Excerpted passage ▸
↓↓↓

FAMILY MEETING: INCAPACITY DURING LIFE DISCUSSIONS

FAMILY MEETING: INCAPACITY DURING LIFE DISCUSSIONS

Planning that’s focused solely on who gets what when you die is ignoring the fact that death isn’t the only thing you must prepare for. You must also consider that at some point before your eventual death, you could be incapacitated by accident or illness.

Like death, each of us is at constant risk of experiencing a devastating accident or disease that renders us incapable of caring for ourselves or our loved ones. But unlike death, which is by definition a final outcome, incapacity comes with an uncertain outcome and timeframe.

Incapacity can be a temporary event from which you eventually recover, or it can be the start of a long and costly event that ultimately ends in your death. Indeed, incapacity can drag out over many years, leaving you and your family in an agonizing limbo. This uncertainty is what makes incapacity planning so incredibly important.

↑↑↑

Task details ▸
Rewrite the incapacity planning text from "Planning that’s focused" up to and including "so incredibly important.", switching "accident" to "injury" wherever it appears. The entries that come next stand apart from the text above.

Data listing ▸
↓↓↓

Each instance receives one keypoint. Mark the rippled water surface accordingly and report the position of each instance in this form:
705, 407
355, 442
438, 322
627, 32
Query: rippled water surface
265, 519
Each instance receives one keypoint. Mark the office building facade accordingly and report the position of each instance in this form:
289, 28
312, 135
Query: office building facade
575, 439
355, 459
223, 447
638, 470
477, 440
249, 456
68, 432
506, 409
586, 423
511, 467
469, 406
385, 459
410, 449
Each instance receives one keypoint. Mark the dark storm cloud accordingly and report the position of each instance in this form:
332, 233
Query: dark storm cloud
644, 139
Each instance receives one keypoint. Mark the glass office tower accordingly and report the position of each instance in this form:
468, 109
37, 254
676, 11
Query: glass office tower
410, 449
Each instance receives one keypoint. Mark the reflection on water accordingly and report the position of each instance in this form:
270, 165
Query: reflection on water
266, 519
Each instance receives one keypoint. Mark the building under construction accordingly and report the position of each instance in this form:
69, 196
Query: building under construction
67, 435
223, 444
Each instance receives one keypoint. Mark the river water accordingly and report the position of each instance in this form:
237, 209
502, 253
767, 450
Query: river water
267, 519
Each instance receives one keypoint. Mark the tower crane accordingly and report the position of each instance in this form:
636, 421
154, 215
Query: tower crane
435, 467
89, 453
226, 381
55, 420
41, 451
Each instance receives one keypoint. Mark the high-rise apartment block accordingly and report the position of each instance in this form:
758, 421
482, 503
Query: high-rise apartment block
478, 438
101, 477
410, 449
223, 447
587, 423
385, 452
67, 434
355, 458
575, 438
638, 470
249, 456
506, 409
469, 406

↑↑↑

Problem solution ▸
Planning that’s focused solely on who gets what when you die is ignoring the fact that death isn’t the only thing you must prepare for. You must also consider that at some point before your eventual death, you could be incapacitated by injury or illness.

Like death, each of us is at constant risk of experiencing a devastating injury or disease that renders us incapable of caring for ourselves or our loved ones. But unlike death, which is by definition a final outcome, incapacity comes with an uncertain outcome and timeframe.

Incapacity can be a temporary event from which you eventually recover, or it can be the start of a long and costly event that ultimately ends in your death. Indeed, incapacity can drag out over many years, leaving you and your family in an agonizing limbo. This uncertainty is what makes incapacity planning so incredibly important.